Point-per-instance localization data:
☆ ☆ ☆ ☆ ☆ ☆ ☆

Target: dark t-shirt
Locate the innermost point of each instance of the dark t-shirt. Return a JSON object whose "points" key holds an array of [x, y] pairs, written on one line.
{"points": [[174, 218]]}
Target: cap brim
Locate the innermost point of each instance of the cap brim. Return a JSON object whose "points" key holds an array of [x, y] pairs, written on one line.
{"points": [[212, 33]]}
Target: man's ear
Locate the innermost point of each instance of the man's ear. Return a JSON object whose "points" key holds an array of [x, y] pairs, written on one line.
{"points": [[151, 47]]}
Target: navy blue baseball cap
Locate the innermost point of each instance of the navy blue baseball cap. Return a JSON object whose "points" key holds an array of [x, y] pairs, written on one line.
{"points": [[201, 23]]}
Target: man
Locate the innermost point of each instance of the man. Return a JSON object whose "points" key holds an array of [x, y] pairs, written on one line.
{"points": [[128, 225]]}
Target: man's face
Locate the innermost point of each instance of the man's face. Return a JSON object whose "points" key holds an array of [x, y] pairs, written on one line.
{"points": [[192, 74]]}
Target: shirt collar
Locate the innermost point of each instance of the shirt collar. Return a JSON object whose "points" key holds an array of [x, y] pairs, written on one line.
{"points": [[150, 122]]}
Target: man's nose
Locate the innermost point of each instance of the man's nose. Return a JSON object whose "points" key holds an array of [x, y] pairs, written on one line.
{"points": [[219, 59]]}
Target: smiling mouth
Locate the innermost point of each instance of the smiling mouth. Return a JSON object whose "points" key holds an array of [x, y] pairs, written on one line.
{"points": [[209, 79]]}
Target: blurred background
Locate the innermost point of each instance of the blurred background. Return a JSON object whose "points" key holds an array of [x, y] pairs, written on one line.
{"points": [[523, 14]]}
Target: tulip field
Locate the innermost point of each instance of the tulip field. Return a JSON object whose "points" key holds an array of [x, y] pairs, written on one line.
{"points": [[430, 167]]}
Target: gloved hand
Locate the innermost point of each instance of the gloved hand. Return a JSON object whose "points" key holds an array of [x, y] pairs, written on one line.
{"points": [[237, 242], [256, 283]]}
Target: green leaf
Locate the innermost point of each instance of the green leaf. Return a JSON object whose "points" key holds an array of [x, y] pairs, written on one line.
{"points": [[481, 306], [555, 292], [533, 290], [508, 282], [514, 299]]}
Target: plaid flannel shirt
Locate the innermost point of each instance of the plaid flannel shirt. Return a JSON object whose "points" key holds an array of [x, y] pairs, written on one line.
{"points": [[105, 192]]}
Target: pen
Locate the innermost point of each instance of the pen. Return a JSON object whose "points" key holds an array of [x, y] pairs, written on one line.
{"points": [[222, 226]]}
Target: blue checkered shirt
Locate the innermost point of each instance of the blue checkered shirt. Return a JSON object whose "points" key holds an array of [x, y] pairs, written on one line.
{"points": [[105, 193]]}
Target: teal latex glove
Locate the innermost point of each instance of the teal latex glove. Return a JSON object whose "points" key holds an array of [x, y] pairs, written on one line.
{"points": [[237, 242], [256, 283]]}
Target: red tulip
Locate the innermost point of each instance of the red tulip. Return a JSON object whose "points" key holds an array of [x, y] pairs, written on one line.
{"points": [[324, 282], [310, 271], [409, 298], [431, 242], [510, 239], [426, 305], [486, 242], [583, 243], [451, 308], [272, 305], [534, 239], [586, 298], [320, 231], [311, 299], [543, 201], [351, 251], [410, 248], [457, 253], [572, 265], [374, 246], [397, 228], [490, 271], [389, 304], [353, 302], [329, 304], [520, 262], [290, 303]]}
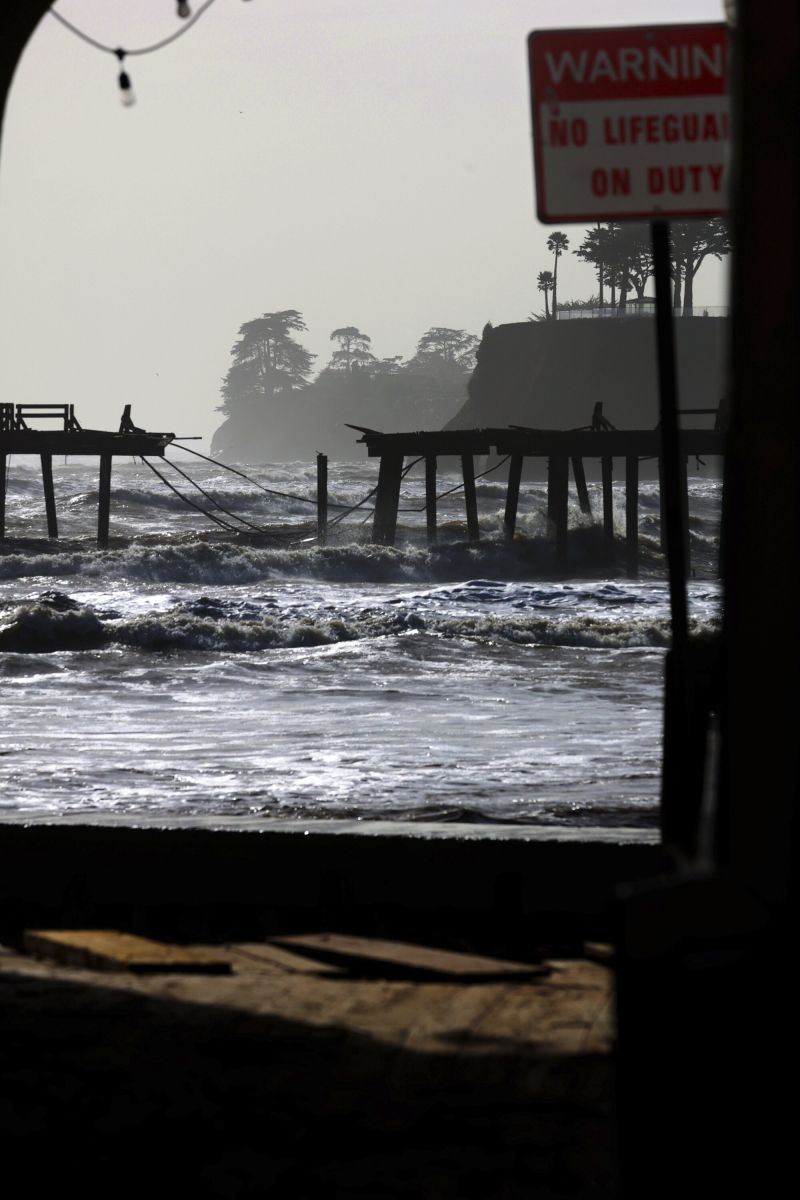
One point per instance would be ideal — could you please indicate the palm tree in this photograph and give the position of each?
(558, 243)
(546, 282)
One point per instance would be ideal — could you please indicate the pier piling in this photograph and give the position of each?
(431, 496)
(561, 449)
(470, 498)
(579, 477)
(607, 472)
(558, 481)
(390, 474)
(322, 498)
(104, 499)
(512, 496)
(49, 496)
(632, 516)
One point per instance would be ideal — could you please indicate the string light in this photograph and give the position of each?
(126, 90)
(184, 11)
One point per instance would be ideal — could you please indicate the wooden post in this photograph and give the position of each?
(512, 496)
(607, 471)
(579, 477)
(390, 473)
(104, 499)
(470, 499)
(683, 484)
(322, 499)
(431, 496)
(558, 481)
(4, 468)
(632, 516)
(662, 508)
(49, 496)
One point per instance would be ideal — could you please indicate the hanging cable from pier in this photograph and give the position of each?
(270, 491)
(457, 486)
(370, 495)
(223, 525)
(212, 499)
(184, 12)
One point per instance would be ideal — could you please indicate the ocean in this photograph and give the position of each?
(239, 676)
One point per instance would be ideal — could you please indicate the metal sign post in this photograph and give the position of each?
(635, 124)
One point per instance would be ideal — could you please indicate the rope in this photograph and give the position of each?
(403, 474)
(270, 491)
(143, 49)
(214, 501)
(457, 486)
(218, 521)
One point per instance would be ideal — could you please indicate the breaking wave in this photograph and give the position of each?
(246, 559)
(56, 622)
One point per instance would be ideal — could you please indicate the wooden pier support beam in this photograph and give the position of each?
(607, 472)
(579, 477)
(431, 496)
(632, 516)
(683, 483)
(49, 496)
(390, 473)
(558, 481)
(322, 499)
(662, 507)
(512, 496)
(4, 468)
(470, 498)
(104, 499)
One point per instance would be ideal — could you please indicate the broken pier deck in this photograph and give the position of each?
(70, 439)
(561, 449)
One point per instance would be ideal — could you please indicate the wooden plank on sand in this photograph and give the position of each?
(376, 957)
(107, 949)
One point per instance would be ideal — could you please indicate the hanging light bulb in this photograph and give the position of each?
(126, 90)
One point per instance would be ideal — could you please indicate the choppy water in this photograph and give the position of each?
(191, 673)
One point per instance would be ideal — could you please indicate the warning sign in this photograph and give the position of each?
(631, 123)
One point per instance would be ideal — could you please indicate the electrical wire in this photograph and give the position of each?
(142, 49)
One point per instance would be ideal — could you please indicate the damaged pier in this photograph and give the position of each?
(563, 449)
(70, 439)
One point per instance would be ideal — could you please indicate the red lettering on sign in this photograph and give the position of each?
(565, 133)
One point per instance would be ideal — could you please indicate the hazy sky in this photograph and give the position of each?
(365, 161)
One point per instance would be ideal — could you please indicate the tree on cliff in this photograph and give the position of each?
(595, 249)
(545, 283)
(440, 346)
(557, 243)
(692, 243)
(266, 359)
(353, 349)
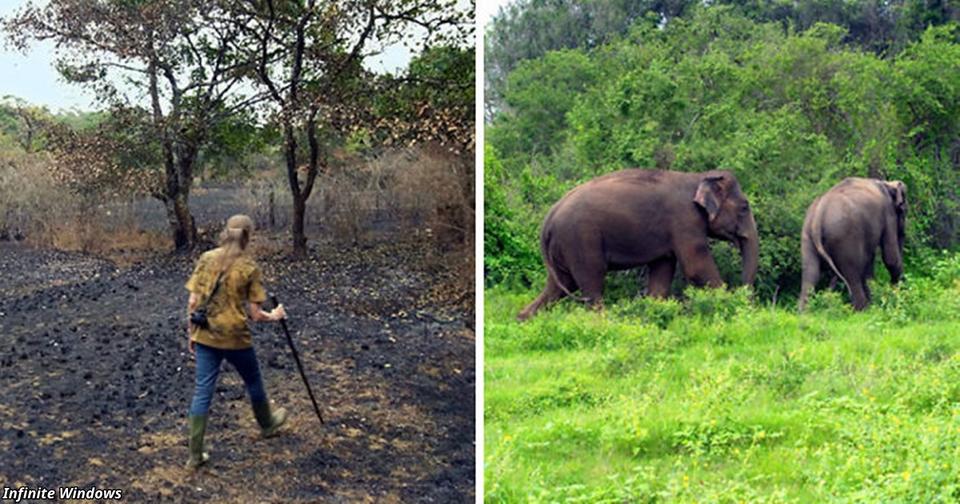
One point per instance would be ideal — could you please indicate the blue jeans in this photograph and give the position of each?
(208, 369)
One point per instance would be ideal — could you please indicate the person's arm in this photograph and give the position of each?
(258, 315)
(191, 305)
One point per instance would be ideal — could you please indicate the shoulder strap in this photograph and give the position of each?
(216, 287)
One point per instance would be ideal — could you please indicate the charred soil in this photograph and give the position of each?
(97, 380)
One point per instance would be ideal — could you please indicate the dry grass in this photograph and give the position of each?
(35, 206)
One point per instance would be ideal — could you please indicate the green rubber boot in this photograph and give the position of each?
(270, 421)
(198, 425)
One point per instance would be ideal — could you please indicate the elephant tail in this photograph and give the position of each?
(815, 236)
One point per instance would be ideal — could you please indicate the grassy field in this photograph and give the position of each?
(717, 399)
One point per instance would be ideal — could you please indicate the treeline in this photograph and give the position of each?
(791, 107)
(197, 84)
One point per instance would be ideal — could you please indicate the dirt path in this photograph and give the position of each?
(97, 381)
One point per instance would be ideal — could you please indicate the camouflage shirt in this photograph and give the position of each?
(227, 310)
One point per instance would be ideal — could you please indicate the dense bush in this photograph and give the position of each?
(791, 113)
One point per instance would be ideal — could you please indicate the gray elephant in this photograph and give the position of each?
(634, 217)
(843, 229)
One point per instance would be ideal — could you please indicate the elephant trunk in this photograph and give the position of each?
(749, 251)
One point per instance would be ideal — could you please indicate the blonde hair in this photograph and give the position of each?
(234, 239)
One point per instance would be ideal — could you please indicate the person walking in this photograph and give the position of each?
(226, 287)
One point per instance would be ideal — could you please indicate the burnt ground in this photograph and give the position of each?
(96, 381)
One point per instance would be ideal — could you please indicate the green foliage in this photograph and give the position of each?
(791, 113)
(641, 404)
(710, 304)
(509, 246)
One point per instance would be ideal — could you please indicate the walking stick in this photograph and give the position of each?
(296, 358)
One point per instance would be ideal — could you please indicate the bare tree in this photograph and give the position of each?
(171, 57)
(319, 72)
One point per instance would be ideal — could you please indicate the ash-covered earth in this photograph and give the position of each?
(96, 380)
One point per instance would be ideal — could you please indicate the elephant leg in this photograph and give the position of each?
(698, 265)
(890, 246)
(551, 293)
(811, 271)
(589, 275)
(833, 281)
(660, 276)
(856, 285)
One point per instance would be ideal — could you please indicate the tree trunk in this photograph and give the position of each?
(182, 226)
(299, 237)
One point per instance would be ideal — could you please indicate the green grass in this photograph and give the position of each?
(716, 399)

☆ ☆ ☆ ☆ ☆ ☆ ☆

From the entries above, print the lines beginning at the one with "Locate the innermost point of each instance of the man's nose." and stopping after the one with "Target: plaid flannel shirt", exactly as written and with nothing else.

Locate the innermost point of each instance of the man's nose. Return a JSON object whose "points" key holds an array of [x, y] pairs, written on one line.
{"points": [[219, 59]]}
Target: smiling mouth
Locate the innermost point of each instance of the smiling mouth. Return a JSON object whose "points" key holds an array of [x, y] pairs, written on one line.
{"points": [[209, 79]]}
Target: blurred background
Locate the innermost point of each instance of the blurred background. Return a JSON object whose "points" key holds an array of [x, y] pairs, written on one line.
{"points": [[523, 14]]}
Target: tulip field
Locate the innermost point of each instance of the tulip field. Return a JSON object whose "points" key holds an array of [x, y] pairs, written on one line.
{"points": [[430, 167]]}
Target: gloved hand
Locate the innermost point of each instance of the gloved hand. Return a JSON object whose "points" key holds an array of [x, y] pairs, written on one line.
{"points": [[237, 242], [256, 283]]}
Target: green leaf
Locate the innermost point of each instance of the green leaf. Return a JSON object whose "points" key holds an array of [x, y] pairs, written on one line.
{"points": [[481, 306], [555, 292], [533, 290], [508, 282], [514, 299]]}
Target: plaid flannel shirt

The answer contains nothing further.